DATA FOR REVIEW —
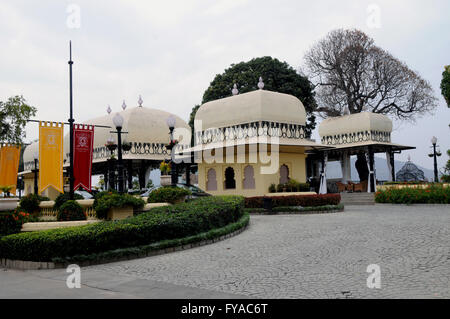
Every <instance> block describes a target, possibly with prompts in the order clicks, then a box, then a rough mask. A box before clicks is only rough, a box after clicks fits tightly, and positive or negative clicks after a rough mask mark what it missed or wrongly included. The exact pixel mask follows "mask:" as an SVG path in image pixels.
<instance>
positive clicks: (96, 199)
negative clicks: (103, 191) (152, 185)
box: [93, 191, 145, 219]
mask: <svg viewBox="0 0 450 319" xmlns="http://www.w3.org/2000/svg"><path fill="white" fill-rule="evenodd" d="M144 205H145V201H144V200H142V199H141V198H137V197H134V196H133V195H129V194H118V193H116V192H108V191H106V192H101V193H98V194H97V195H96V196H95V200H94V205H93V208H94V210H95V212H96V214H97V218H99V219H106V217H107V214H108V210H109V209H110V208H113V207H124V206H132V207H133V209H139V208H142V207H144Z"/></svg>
==
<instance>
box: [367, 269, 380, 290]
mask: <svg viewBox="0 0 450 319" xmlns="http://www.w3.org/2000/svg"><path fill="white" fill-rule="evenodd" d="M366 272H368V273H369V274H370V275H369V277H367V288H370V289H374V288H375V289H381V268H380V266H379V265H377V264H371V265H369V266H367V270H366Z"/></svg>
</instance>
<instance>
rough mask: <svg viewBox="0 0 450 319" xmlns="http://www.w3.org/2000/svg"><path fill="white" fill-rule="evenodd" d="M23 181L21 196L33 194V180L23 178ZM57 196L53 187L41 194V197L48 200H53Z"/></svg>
---
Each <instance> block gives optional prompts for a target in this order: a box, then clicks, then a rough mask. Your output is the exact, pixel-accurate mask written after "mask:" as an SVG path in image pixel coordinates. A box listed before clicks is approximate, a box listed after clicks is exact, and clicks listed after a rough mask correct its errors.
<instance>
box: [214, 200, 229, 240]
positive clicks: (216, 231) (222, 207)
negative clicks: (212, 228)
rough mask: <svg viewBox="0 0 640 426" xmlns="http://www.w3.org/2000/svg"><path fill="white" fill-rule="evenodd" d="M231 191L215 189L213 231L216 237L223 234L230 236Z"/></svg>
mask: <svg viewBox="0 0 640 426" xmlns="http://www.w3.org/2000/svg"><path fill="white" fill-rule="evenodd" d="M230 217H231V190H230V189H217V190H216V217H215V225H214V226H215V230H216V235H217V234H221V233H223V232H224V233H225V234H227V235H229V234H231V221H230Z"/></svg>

WORK REQUIRED —
Print the lines starting with the one containing "</instance>" and going on through the one containing "181L21 196L33 194V180L23", reproducing each of them unchanged.

PROBLEM SOLUTION —
</instance>
<instance>
rough mask: <svg viewBox="0 0 450 319" xmlns="http://www.w3.org/2000/svg"><path fill="white" fill-rule="evenodd" d="M23 181L21 196L33 194V180L23 178ZM57 196L53 187L41 194V197L48 200H53Z"/></svg>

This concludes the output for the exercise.